Page:
S3 md5 hash fails

classic Classic list List threaded Threaded
1 message Options
Reply | Threaded
Open this post in threaded view
|

S3 md5 hash fails

mnabi95
Hello,

I've been getting md5 errors where the hashes do not match. See the error stack below.

com.amazonaws.AmazonClientException: Unable to verify integrity of data download.  Client calculated content hash didn't match hash calculated by Amazon S3.  The data may be corrupt. at com.amazonaws.services.s3.internal.DigestValidationInputStream.validateMD5Digest(DigestValidationInputStream.java:79) at com.amazonaws.services.s3.internal.DigestValidationInputStream.read(DigestValidationInputStream.java:61) at com.amazonaws.internal.SdkFilterInputStream.read(SdkFilterInputStream.java:72)
        at com.amazonaws.services.s3.model.S3ObjectInputStream.read(S3ObjectInputStream.java:155)
        at com.amazonaws.services.s3.model.S3ObjectInputStream.read(S3ObjectInputStream.java:147)
        at com.intel.cosbench.driver.operator.Reader.copyLarge(Reader.java:120)
        at com.intel.cosbench.driver.operator.Reader.doRead(Reader.java:92)
        at com.intel.cosbench.driver.operator.Reader.operate(Reader.java:69)
        at com.intel.cosbench.driver.operator.AbstractOperator.operate(AbstractOperator.java:76)
        at com.intel.cosbench.driver.agent.WorkAgent.performOperation(WorkAgent.java:197)
        at com.intel.cosbench.driver.agent.WorkAgent.doWork(WorkAgent.java:177)
        at com.intel.cosbench.driver.agent.WorkAgent.execute(WorkAgent.java:134)
        at com.intel.cosbench.driver.agent.AbstractAgent.call(AbstractAgent.java:44)
        at com.intel.cosbench.driver.agent.AbstractAgent.call(AbstractAgent.java:1)
        at java.util.concurrent.FutureTask.run(FutureTask.java:262)
        at java.util.concurrent.ThreadPoolExecutor.runWorker(ThreadPoolExecutor.java:1152)

Source excerpt:
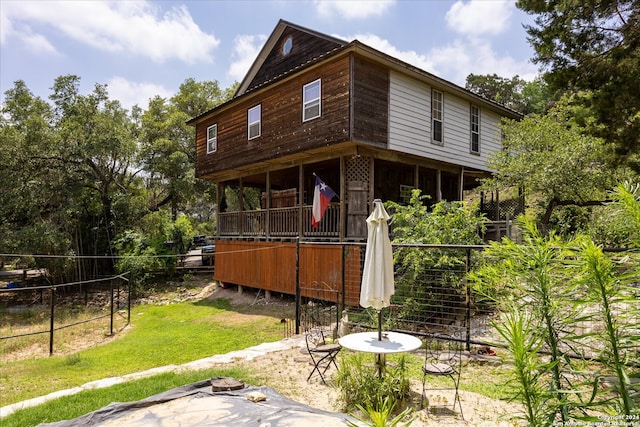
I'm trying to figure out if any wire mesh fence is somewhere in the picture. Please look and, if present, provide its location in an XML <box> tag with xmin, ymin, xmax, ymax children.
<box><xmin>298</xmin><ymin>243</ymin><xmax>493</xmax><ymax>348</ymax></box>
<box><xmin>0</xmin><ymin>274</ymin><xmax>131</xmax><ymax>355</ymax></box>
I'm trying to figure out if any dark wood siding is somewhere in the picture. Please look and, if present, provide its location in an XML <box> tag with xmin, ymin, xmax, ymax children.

What needs to be done: Copy out the S3 md5 hash failure thread above word for word, from start to finish.

Answer to the task:
S3 md5 hash fails

classic Classic list List threaded Threaded
1 message Options
Reply | Threaded
Open this post in threaded view
|

S3 md5 hash fails

mnabi95
Hello,

I've been getting md5 errors where the hashes do not match. See the error stack below.

com.amazonaws.AmazonClientException: Unable to verify integrity of data download.  Client calculated content hash didn't match hash calculated by Amazon S3.  The data may be corrupt. at com.amazonaws.services.s3.internal.DigestValidationInputStream.validateMD5Digest(DigestValidationInputStream.java:79) at com.amazonaws.services.s3.internal.DigestValidationInputStream.read(DigestValidationInputStream.java:61) at com.amazonaws.internal.SdkFilterInputStream.read(SdkFilterInputStream.java:72)
        at com.amazonaws.services.s3.model.S3ObjectInputStream.read(S3ObjectInputStream.java:155)
        at com.amazonaws.services.s3.model.S3ObjectInputStream.read(S3ObjectInputStream.java:147)
        at com.intel.cosbench.driver.operator.Reader.copyLarge(Reader.java:120)
        at com.intel.cosbench.driver.operator.Reader.doRead(Reader.java:92)
        at com.intel.cosbench.driver.operator.Reader.operate(Reader.java:69)
        at com.intel.cosbench.driver.operator.AbstractOperator.operate(AbstractOperator.java:76)
        at com.intel.cosbench.driver.agent.WorkAgent.performOperation(WorkAgent.java:197)
        at com.intel.cosbench.driver.agent.WorkAgent.doWork(WorkAgent.java:177)
        at com.intel.cosbench.driver.agent.WorkAgent.execute(WorkAgent.java:134)
        at com.intel.cosbench.driver.agent.AbstractAgent.call(AbstractAgent.java:44)
        at com.intel.cosbench.driver.agent.AbstractAgent.call(AbstractAgent.java:1)
        at java.util.concurrent.FutureTask.run(FutureTask.java:262)
        at java.util.concurrent.ThreadPoolExecutor.runWorker(ThreadPoolExecutor.java:1152)